## Document passage
------------------------------------------------

RFR (M) 8222074: Enhance auto vectorization for x86
John Rose
john.r.rose at oracle.com
Tue Apr 9 22:24:13 UTC 2019
On Apr 9, 2019, at 3:02 PM, Vladimir Ivanov <vladimir.x.ivanov at oracle.com> wrote:
>
> On 09/04/2019 12:53, John Rose wrote:
>> I agree that the AD file combinatorics need to be tamed
>> more aggressively in this way.
>> I have to wonder if this could be done during incubation,
>> as a cleanup of tech. debt, so we can get experience with
>> the API at the same time.
>
> I believe it depends on how severe static footprint increase will be.
>
> Last time I checked [1], Vector API-related changes (w/o SVML stubs) contributed ~3Mb/15% to libjvm.so on Linux.
>
> It would be very helpful to have more detailed and up-to-date information on that.
I agree.
And not to pre-empt what the numbers actually say, but
I think a parametric, data-driven backend is worth considering,
either as a real design, or as an ideal model for what we need
to tame the complexity of vector opcodes.
Most vector operations are parameterized by vector size, lane size,
and per-lane operation, and those three parameters are largely
independent of each other. This suggests to me that we could
remove intermediate layers of distinction by plumbing uOp and
bOp straight through to the backend, equipped with a numeric
code derived from the FUnOp/FBinOp instance, plus bit sizes
for the vector and the lane.
vsize : {64,128,256,…,MAX_VSIZE}
lsize : {8,16,32,64} and maybe {1,2,4,128,…}
op : { and, or, xor, … , iadd, isub, icmp, …,
fadd, fsub, fcmp, …,
crc32, clmul, aes_enc_step, … }
Maybe that's too monolithic to actually implement,
but I think it is an ideal for taming ISA complexity,
by breaking it into partially independent components.

------------------------------------------------

Pointing and labeling entries:

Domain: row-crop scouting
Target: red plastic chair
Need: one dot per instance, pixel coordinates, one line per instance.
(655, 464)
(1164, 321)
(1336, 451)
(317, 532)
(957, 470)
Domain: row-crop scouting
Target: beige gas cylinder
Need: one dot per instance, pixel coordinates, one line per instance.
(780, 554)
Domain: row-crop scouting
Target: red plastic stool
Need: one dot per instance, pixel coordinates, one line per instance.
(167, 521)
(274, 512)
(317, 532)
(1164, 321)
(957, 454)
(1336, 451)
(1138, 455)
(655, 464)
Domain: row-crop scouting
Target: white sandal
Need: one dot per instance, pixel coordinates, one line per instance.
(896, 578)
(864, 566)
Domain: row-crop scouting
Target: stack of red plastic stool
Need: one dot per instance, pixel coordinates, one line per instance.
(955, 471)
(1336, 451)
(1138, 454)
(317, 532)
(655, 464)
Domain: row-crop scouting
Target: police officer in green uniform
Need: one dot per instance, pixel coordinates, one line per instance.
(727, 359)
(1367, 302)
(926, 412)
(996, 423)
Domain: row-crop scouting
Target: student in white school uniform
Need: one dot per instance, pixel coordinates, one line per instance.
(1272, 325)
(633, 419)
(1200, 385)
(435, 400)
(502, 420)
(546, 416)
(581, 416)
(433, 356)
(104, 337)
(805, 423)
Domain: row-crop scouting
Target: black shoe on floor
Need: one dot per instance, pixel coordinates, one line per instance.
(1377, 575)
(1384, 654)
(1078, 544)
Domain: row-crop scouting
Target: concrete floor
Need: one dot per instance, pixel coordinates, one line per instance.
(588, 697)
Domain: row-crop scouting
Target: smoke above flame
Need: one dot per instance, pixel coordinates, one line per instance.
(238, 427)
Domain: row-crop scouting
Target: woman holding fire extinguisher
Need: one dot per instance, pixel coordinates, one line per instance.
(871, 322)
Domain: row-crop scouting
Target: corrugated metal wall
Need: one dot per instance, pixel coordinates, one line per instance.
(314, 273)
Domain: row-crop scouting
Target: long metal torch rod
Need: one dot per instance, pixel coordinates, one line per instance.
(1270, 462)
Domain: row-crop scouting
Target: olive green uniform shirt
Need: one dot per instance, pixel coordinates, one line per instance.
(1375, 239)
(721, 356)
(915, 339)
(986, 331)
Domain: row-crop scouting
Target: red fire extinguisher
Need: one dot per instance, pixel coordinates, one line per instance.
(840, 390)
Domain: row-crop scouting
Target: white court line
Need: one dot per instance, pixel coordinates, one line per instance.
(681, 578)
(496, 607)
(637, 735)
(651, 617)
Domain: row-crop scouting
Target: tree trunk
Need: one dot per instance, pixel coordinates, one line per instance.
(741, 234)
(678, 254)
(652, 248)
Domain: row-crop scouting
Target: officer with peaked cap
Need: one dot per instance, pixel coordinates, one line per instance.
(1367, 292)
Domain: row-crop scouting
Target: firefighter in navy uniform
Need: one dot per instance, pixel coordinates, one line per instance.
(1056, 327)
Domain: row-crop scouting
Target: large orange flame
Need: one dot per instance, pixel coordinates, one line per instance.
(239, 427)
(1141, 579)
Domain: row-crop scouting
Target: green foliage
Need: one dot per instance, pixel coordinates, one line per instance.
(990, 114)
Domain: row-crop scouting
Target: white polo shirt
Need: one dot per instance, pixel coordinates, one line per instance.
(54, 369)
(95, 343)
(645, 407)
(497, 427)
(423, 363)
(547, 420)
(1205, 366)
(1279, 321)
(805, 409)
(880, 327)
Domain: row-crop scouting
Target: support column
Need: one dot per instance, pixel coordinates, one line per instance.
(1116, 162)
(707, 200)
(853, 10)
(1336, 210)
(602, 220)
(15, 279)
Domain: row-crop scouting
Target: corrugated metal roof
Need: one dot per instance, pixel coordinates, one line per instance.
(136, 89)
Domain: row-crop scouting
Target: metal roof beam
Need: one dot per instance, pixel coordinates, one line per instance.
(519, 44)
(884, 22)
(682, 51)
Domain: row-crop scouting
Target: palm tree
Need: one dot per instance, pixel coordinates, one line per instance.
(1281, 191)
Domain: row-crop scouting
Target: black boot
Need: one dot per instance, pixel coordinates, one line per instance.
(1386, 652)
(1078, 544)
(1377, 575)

------------------------------------------------

## What this exercise asks
**1)** Render this sentence from the x86 auto vectorization post in Spanish: "Most vector operations are parameterized by vector size, lane size, and per-lane operation, and those three parameters are largely independent of each other."
**2)** Write the next part of the x86 auto vectorization post above, picking up after its final sentence.

## Answers for the exercise
**1)** La mayoría de las operaciones vectoriales están parametrizadas por el tamaño del vector, el tamaño del carril y la operación por carril, y esos tres parámetros son en gran medida independientes entre sí.

**2)**
And I *do* have an agenda here to make room for
the "snowflake" operations which don't make sense
for scalars but are reasonably portable. Such operations
are slowly growing in number, and have important
applications. So the set of opcodes is not as simple
one would think at first glance; it's not your grandpa's
calculator.
— John
P.S. Another degree of freedom is the presence of masking, and on
how to materialize the unmasked lanes, zero, destination, or
second source. Also whether the kind of the mask: Bitmask,
vector-mask, or index range for loops. Not sure how to slice
all that, but it seems that identifying the degrees of freedom
helps us design a useful framework.
P.P.S. Another place where small-integer codes might shine (besides
opcodes) is with shuffle generation. The shiftEL operation is
really a cross-lane shift, parameterized by a small integer between
zero and the number of lanes (minus one). This is almost but
not quite a constant shuffle operation; it's a shuffle across a
preset small family of shuffles, and it could be refactored as
a selection from a small family of "shuffle ops" which either
materialize into shuffle constants or are pattern-matched into
a special hardware instruction. And there are lots of other
shuffle ops that can be special-cased, if you (a) look at use
cases for special shuffles, then (b) figure out how to factor
and parameterize the subspace of relevant shuffles, and
then (c) go find relevant special instructions and write the
code generator with built-in strength reduction when the
relevant shuffle instances appear.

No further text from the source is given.